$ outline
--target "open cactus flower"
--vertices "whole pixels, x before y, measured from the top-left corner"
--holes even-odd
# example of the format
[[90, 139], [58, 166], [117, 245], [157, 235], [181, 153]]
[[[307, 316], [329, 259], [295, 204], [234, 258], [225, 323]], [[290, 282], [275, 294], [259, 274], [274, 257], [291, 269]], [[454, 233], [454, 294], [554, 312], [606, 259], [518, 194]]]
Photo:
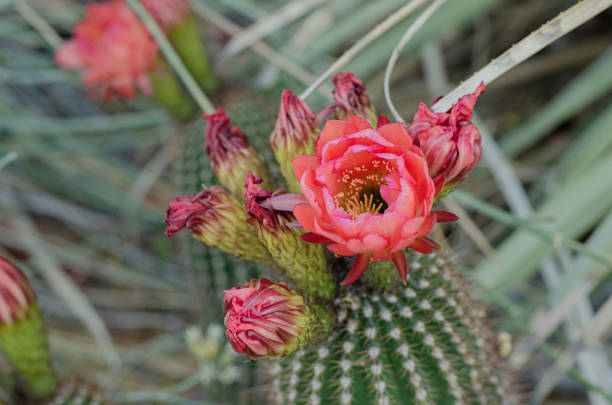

Problem statement => Please set down every line of the entries above without changing a single character, and leave the pictures out.

Result =>
$ outline
--target "open cactus flower"
--vertices "whole pixels, x before y, measured from the top-left corner"
--holes even-odd
# example of the format
[[90, 139], [58, 166], [117, 245], [157, 235], [181, 153]]
[[[307, 316], [329, 259], [295, 204], [234, 258], [225, 323]], [[290, 282], [275, 294], [259, 274], [274, 257], [291, 269]], [[454, 233], [454, 294], [554, 312], [606, 259], [518, 194]]]
Photo:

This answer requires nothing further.